CONSIGNE:
Recopiez mot pour mot, dans le texte sur la parité ci-dessous, le passage qui commence par « C'est pourquoi le » et se poursuit jusqu'à « signification philosophique. ».

TEXTE FOURNI:

C'est pourquoi le Gouvernement considère, en accord avec le Président de la
République, qu'il est important d'inscrire l'objectif de parité à l'article 3
de notre Constitution, lequel traite des conditions d'exercice de la
souveraineté. Son insertion à l'article 4 le priverait de toute sa
signification philosophique.
Mme Hélène Luc.
Absolument !
Mme Elisabeth Guigou,
garde des sceaux.
C'est d'ailleurs sans doute aussi pour cela que cette
modification est proposée.
Je rappellerai ensuite que la révision constitutionnelle qui vous est soumise
aujourd'hui s'inscrit dans un contexte juridique particulier. En effet, elle
est une réponse à la jurisprudence du Conseil constitutionnel que j'ai rappelée
tout à l'heure et qui, au nom d'une conception universelle du citoyen, a
interdit au législateur de tenir compte du sexe des candidats pour promouvoir
l'accès des femmes aux responsabilités politiques. Des deux décisions du
Conseil constitutionnel de 1982 et de 1999, il résulte à l'évidence qu'une loi
imposant des quotas ou des candidatures paritaires contredirait le principe
d'universalité du suffrage que la haute juridiction fait dériver clairement de
l'article 3 de la Constitution. Cette conception de l'universalité est celle du
Conseil constitutionnel, mais l'on peut en adopter une autre, car il n'existe
pas une définition unique de l'universalisme.
Le juge constitutionnel a fondé son raisonnement principalement sur l'article
3 de la Constitution et, accessoirement, sur l'article 6 de la Déclaration des
droits de l'homme et du citoyen de 1789. Il a en effet estimé que ces textes
s'opposaient à toute division par catégories des électeurs ou des éligibles
pour tout suffrage politique. Si l'on souhaite moderniser notre vie politique
en assurant la participation effective des femmes, il est donc nécessaire de
modifier l'article 3 de la Constitution. L'inscription de la réforme à
l'article 3 n'a pas seulement une dimension philosophique, elle a aussi une
dimension juridique.
Je précise enfin que, en faisant porter la révision constitutionnelle sur le
seul article 3, le projet de loi qui est soumis au Sénat n'exclut en rien
l'adoption, que certains semblent souhaiter, de mesures concernant les partis
politiques, s'agissant notamment de leur financement public.
En effet, l'article 3 de la Constitution régit la souveraineté et le droit de
suffrage. Dans la mesure où les partis, aux termes mêmes de l'article 4, «
concourent à l'expression du suffrage », l'objectif de parité inscrit à
l'article 3 les concernera aussi. Il doit être bien clair que la modification
envisagée de l'article 3 de la Constitution autorise le Parlement à adopter,
s'il le souhaite, les mesures financières qu'il estimera appropriées pour
inciter les partis à ouvrir leurs candidatures aux femmes.

DONNÉES ENREGISTRÉES:
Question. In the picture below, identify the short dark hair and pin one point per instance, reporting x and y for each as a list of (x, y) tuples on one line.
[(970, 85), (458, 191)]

RÉPONSE RÉDIGÉE:
C'est pourquoi le Gouvernement considère, en accord avec le Président de la
République, qu'il est important d'inscrire l'objectif de parité à l'article 3
de notre Constitution, lequel traite des conditions d'exercice de la
souveraineté. Son insertion à l'article 4 le priverait de toute sa
signification philosophique.